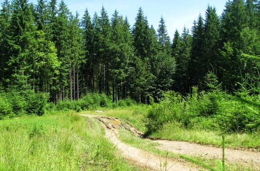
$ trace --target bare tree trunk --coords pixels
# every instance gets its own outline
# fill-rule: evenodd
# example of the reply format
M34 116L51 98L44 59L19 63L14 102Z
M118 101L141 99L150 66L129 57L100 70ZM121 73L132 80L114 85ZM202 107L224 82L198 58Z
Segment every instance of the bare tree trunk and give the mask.
M113 102L115 102L115 85L114 84L113 84L112 85L112 98L113 98Z
M77 62L77 100L79 99L79 64Z
M72 100L72 66L71 66L71 62L70 62L70 73L69 73L69 77L70 77L70 100Z
M116 98L117 99L117 104L118 104L118 90L117 84L116 85Z
M104 83L103 83L103 86L104 86L103 90L104 90L104 91L105 93L105 91L106 91L106 90L106 90L106 83L106 83L106 78L105 78L105 77L106 77L106 72L105 72L105 64L104 63L103 64L103 69L104 69L104 70L103 71L103 82L104 82Z
M73 94L74 100L76 99L76 86L75 86L75 64L73 63Z

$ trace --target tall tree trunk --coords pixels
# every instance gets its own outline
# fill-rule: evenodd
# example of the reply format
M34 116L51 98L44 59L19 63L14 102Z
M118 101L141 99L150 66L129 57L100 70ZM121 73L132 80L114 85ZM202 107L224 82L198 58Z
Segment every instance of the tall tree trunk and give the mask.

···

> _Task directions_
Rewrite every one of the lines above as a numbered list, skipping the blank lines and omitting the pictures.

> _Task answer_
1. $ trace --target bare tree trunk --coords pixels
2. # every instance gets its own outline
3. # fill-rule: evenodd
4. # example of the reply format
5. M34 116L51 98L44 59L19 63L14 102Z
6. M118 101L141 99L150 66L129 57L100 70ZM121 73L132 80L114 85ZM202 107L224 82L198 58Z
7. Segment every instance of the bare tree trunk and give the mask.
8. M113 102L115 102L115 85L114 84L113 84L112 85L112 98L113 98Z
9. M77 62L77 100L79 99L79 64Z
10. M72 100L72 66L71 66L71 62L70 62L70 73L69 73L69 77L70 77L70 100Z
11. M116 98L117 99L117 104L118 104L118 90L117 84L116 85Z
12. M104 83L103 83L103 86L104 86L103 90L104 90L104 91L105 93L105 91L106 91L106 90L106 90L106 83L106 83L106 78L105 78L105 77L106 77L106 72L105 72L105 64L104 63L103 64L103 69L104 69L104 70L103 71L103 82L104 82Z
13. M73 94L74 100L76 99L76 86L75 86L75 64L73 63Z
14. $ trace --target tall tree trunk --coords pixels
15. # every instance gets its own outline
16. # fill-rule: evenodd
17. # example of the reply format
18. M34 116L51 98L44 59L19 63L14 102Z
19. M118 101L141 99L150 66L129 57L100 70ZM121 73L132 80L114 85ZM202 107L224 82L198 58Z
20. Segment every instance of the tall tree trunk and give the mask.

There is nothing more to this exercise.